WHAT YOU NEED TO DO
Output the full listing exactly as written, with no pictures in it.
════════
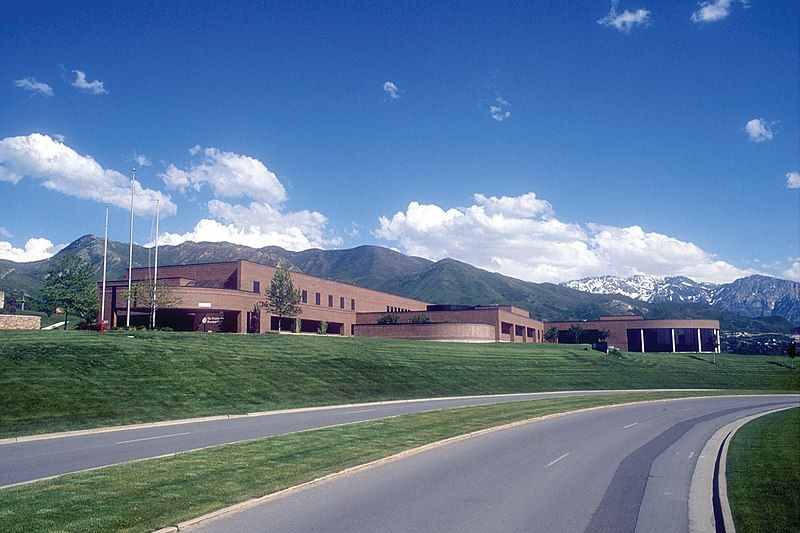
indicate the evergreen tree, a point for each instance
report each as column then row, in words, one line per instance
column 69, row 284
column 283, row 300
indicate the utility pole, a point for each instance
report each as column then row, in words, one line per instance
column 103, row 292
column 130, row 254
column 155, row 271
════════
THE COMPLETED TASK
indicate the evergreen tree, a point for each instance
report each as column then row, in words, one line per instance
column 69, row 284
column 283, row 300
indicate the utility pole, a point for each instance
report each as column then row, in words, one line per instance
column 103, row 292
column 130, row 254
column 155, row 271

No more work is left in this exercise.